==== Passage to read
Here, we can observe further features that occur frequently in my data: pauses, cut off utterances, restarts, hesitation phenomena and laughter, which do all occur within the wadan Sooki and Maria build by interactively reacting to each others' questions, hesitations and suggestions. Most of these features are due to the fact that the participants of these conversations are learners of English. Much more than native speakers, they need to re-plan their utterances. This results in pauses, hesitation and restarts. Such phenomena make it difficult for the analyst to assign stretches of talk or non-talk to single turns. In line 15, Maria starts her utterance by trying to express whom her book is intended for. Due to her lack of the vocabulary item stewardess, she needs to cut off her utterance. After approximately two seconds, she starts with a request for help by asking Maria and Anja whether they are familiar with the Spanish translation.
========
==== Data lines
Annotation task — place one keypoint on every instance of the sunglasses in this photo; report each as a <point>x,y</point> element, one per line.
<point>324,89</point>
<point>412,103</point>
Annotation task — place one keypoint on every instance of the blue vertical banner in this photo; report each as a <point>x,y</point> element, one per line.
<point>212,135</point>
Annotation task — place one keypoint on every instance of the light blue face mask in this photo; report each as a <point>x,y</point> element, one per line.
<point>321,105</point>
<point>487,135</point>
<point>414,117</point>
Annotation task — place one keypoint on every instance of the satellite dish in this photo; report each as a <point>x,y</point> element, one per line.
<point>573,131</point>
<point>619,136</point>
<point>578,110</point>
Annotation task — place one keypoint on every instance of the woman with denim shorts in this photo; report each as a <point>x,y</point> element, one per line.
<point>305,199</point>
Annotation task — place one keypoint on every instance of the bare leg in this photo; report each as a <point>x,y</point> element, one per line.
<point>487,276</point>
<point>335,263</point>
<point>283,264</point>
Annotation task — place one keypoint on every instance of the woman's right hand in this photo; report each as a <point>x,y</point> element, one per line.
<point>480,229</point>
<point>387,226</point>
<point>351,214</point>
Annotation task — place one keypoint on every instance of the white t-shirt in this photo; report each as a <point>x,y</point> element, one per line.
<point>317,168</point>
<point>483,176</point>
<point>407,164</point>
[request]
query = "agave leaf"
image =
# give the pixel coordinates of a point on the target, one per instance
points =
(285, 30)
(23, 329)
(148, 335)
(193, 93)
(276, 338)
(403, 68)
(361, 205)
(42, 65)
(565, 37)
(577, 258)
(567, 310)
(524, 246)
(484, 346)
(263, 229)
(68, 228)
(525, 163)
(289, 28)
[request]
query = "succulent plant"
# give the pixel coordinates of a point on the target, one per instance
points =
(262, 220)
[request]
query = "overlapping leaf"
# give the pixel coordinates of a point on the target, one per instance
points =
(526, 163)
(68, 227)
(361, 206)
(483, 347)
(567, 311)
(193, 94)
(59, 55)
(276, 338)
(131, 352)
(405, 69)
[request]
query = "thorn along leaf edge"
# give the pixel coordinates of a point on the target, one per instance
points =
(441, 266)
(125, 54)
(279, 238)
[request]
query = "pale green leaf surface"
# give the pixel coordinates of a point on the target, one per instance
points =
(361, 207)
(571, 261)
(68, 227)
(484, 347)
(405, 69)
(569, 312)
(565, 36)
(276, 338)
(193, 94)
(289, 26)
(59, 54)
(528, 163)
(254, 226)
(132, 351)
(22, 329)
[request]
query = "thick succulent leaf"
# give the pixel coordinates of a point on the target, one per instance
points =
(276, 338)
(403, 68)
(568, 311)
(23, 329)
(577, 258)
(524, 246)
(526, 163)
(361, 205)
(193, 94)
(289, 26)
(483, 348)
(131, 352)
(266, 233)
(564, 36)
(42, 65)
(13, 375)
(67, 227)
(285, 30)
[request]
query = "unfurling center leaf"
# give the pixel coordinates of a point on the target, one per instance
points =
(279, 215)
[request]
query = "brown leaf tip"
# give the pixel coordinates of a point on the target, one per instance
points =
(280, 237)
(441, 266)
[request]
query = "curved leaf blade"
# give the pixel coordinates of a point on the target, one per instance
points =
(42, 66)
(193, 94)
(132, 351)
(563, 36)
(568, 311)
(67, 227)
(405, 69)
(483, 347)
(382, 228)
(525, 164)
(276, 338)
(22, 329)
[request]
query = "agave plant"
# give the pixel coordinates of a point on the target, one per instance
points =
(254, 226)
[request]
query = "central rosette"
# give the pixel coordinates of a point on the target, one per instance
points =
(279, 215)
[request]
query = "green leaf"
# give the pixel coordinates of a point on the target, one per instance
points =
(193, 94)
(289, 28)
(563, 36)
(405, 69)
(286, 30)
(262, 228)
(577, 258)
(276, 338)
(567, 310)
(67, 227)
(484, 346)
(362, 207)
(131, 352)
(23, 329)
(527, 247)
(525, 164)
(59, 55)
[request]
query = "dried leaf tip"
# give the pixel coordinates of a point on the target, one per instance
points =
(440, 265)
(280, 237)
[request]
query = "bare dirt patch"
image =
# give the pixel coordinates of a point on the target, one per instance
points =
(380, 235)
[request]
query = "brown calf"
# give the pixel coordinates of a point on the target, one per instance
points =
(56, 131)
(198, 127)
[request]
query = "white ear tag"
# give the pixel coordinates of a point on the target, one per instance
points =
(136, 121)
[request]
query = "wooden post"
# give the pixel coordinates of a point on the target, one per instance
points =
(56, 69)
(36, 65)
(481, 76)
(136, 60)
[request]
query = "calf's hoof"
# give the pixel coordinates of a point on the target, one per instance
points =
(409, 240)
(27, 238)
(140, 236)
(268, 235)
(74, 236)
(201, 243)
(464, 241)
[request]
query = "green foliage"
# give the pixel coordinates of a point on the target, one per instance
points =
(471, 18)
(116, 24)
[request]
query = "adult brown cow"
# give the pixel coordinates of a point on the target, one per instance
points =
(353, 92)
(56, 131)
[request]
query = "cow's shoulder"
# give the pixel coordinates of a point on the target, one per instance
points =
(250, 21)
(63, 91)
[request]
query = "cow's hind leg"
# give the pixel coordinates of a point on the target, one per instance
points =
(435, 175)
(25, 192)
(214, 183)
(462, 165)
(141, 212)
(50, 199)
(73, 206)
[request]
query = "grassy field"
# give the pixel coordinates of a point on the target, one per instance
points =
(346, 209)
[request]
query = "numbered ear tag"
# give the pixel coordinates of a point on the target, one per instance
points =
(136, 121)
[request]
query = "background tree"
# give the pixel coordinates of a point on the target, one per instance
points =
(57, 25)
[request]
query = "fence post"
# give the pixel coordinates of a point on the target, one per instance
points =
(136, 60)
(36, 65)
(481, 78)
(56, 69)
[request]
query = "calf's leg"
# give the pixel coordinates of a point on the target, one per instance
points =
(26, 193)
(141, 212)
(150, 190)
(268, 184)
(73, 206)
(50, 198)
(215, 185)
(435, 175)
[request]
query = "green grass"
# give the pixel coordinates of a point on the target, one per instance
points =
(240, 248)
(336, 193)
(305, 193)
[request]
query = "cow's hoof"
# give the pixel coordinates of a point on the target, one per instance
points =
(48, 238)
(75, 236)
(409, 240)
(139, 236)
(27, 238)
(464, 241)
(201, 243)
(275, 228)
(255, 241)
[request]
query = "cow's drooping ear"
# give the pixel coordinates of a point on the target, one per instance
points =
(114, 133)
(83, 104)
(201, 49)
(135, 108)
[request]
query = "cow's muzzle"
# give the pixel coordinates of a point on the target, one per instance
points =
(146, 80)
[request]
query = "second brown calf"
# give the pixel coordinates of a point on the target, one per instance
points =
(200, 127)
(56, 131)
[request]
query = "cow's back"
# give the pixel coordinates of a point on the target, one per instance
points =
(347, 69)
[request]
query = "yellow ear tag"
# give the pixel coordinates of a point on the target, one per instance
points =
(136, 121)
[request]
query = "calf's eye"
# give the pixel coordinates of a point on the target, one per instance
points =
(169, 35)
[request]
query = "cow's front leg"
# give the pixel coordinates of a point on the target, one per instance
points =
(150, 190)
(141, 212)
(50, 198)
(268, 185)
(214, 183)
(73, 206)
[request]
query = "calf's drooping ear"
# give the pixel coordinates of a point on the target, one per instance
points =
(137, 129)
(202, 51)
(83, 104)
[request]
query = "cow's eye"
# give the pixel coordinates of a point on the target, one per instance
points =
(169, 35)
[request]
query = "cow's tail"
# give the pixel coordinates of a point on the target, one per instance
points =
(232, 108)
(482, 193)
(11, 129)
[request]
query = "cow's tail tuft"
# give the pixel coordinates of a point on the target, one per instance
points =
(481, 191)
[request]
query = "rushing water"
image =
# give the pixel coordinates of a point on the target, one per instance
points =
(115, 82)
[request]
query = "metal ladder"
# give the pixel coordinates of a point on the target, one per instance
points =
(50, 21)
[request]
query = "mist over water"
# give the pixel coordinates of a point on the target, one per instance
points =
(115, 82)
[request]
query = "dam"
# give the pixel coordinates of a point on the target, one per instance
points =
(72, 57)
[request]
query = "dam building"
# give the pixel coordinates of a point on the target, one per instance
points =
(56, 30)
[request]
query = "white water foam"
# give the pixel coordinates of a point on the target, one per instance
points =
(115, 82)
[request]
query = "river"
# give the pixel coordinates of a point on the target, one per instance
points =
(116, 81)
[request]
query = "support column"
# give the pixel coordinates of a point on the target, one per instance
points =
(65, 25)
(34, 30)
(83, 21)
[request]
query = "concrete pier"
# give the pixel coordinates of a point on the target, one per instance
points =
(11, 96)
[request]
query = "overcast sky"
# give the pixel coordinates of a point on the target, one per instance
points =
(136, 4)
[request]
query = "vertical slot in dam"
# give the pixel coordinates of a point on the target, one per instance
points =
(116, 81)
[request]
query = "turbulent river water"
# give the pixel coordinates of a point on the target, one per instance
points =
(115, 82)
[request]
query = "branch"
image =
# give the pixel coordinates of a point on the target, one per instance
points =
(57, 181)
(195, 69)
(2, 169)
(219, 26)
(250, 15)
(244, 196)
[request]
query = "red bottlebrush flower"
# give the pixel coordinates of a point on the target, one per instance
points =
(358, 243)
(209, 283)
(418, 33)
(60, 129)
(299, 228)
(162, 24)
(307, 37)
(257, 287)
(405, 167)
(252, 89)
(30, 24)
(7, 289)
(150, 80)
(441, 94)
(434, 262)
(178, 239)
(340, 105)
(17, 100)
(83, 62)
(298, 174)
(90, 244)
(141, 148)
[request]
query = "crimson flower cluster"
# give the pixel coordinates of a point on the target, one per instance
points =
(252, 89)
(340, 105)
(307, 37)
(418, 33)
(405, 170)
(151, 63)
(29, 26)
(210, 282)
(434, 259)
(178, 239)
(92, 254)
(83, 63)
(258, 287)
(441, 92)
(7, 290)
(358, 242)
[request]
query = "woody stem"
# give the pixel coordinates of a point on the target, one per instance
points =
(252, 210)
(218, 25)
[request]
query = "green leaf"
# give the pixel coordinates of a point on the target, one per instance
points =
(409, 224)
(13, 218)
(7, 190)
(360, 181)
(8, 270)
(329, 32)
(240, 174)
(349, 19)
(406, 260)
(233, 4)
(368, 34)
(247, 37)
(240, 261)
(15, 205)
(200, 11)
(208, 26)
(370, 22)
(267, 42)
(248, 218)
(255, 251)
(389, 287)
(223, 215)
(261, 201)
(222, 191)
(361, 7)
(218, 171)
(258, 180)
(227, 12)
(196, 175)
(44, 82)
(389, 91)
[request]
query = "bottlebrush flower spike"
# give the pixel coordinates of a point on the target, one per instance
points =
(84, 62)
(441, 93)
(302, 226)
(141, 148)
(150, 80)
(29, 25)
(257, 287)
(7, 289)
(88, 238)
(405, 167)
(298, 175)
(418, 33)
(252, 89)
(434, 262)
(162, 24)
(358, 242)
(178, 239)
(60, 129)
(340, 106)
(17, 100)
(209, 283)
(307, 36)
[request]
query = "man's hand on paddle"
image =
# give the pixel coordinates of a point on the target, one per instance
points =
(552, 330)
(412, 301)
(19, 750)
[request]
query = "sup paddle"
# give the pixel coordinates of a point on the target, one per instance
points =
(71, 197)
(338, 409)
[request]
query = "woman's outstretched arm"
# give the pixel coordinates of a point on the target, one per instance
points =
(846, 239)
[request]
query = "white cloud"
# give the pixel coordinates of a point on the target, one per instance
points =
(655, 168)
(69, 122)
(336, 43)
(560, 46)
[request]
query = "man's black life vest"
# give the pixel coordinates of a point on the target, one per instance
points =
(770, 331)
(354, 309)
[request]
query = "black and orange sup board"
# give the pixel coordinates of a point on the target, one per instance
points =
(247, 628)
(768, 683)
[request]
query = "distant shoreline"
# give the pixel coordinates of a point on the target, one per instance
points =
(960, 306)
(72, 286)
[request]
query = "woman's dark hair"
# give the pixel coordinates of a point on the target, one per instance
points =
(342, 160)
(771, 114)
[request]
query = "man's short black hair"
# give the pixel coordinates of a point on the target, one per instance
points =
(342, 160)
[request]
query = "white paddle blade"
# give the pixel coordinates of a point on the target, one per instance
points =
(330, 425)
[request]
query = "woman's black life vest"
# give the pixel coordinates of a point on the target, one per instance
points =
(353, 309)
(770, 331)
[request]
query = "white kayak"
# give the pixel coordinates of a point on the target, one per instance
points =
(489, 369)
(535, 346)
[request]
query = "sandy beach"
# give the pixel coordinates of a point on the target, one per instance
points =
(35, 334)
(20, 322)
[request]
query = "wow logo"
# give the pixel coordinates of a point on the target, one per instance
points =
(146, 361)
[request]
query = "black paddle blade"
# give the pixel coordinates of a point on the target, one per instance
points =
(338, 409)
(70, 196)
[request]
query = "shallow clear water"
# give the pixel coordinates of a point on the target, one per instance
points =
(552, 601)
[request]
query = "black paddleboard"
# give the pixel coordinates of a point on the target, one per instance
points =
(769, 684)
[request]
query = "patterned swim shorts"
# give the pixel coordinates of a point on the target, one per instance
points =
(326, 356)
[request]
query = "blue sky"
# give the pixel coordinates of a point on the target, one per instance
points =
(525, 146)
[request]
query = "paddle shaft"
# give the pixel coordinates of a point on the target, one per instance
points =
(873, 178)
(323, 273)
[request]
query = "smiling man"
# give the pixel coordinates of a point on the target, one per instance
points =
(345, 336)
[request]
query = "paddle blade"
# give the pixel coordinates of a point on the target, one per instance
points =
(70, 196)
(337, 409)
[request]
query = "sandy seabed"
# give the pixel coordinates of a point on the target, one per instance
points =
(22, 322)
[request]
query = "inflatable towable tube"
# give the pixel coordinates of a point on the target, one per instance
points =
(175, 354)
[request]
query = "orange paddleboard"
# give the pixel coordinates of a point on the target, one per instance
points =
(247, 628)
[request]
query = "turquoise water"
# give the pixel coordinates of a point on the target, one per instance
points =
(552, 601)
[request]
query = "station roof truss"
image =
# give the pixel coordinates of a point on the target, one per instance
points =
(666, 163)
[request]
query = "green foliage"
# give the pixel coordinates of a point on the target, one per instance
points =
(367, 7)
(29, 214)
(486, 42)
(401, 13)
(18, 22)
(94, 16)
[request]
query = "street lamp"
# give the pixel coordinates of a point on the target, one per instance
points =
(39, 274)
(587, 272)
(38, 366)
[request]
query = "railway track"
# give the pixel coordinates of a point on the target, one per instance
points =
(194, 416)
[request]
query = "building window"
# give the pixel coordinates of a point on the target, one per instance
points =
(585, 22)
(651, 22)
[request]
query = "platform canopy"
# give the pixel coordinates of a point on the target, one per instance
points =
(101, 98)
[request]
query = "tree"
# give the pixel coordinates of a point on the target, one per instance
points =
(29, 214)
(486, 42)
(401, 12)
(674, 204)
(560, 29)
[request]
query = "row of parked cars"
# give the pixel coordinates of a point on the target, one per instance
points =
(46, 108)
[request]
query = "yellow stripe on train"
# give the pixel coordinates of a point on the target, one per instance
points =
========
(Required tasks):
1/ According to the passage on learner talk, why do pauses, hesitation and restarts show up so often in the data? Answer in one to three sentences.
2/ Carry on with the passage on learner talk, starting after its last sentence.
The entries are separate material from the passage on learner talk.

(Answers to the exercise):
1/ The participants are learners of English, and they need to re-plan their utterances much more than native speakers do. This re-planning produces pauses, hesitation and restarts.

2/
A synthesis

Evidence from Antiguan, Japanese and lingua franca English data reveal that a lot of the existing definitions and categories are ethnocentric constructs that do not stand a test with intercultural data and need re-definition. Taking into account the newest approaches regarding co-participation (Schegloff, 1996), collaborative construction of talk-in-interaction (Gramkow, Andersen, 1993 and Firth, 1990) and jointly constructed units of speech (Szartrowski, 1993) together with a combination of grammatical and semantic categories that account for possible units of collaboration may be rewarding in the explanation of lingua franca interactions. The unit of wadan, which is located somewhere between the turn and the exchange (in the sense of Discourse Analysis, cf. Coulthard (1985) or Stenström (1994)), may provide a category capable of grasping the heterogeneity encountered in lingua franca conversations.